Consigne 1 | Dans l'éditorial, par quel moyen les racines s'interconnectent-elles ?
Consigne 2 | Transcrivez le passage de l'éditorial compris entre « La forêt naturelle » et « de forestiser l’agriculture. », ces deux extrémités incluses.

La forêt naturelle pour modèle agricole ? (éditorial de BFT, n° 333)

L’idée s’enracine parfois dans nos pensées : l’agriculture serait à réinventer selon le modèle des écosystèmes forestiers naturels. Dans le sillage du biomimétisme, copier ces derniers devrait être envisagé comme nécessairement bon. Et puisque nous avons appris à cultiver la forêt, il conviendrait en retour de forestiser l’agriculture.

L’harmonie, la durabilité, la complémentarité entre sujets, jeunes ou vieux, semblent en effet prévaloir au sein des forêts sauvages et spontanées. Chacun peut y trouver sa place. De quoi rêver… La conciliation y semble même souveraine, puisque nombre de plantes herbacées, observe-ton, survivent et prospèrent au voisinage des géants. Partout, les racines se rencontrent, s’interconnectent par le truchement des réseaux mycéliens, puissants intégrateurs des communautés végétales. Tout semble au service de l’autre.

Extrait source |
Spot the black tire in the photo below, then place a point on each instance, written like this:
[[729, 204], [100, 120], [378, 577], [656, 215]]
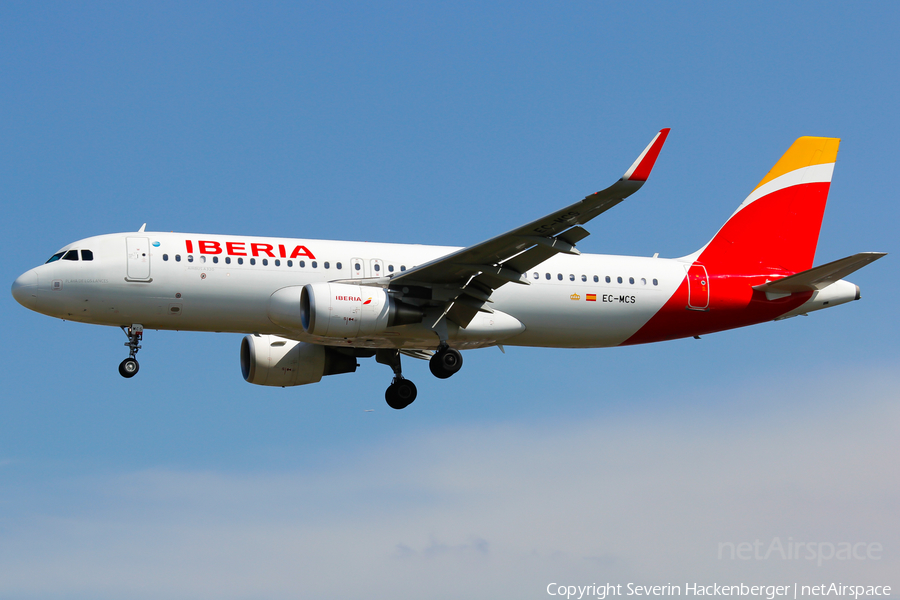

Réponse 1 | Par le truchement des réseaux mycéliens.

Réponse 2 |
La forêt naturelle pour modèle agricole ? (éditorial de BFT, n° 333)

L’idée s’enracine parfois dans nos pensées : l’agriculture serait à réinventer selon le modèle des écosystèmes forestiers naturels. Dans le sillage du biomimétisme, copier ces derniers devrait être envisagé comme nécessairement bon. Et puisque nous avons appris à cultiver la forêt, il conviendrait en retour de forestiser l’agriculture.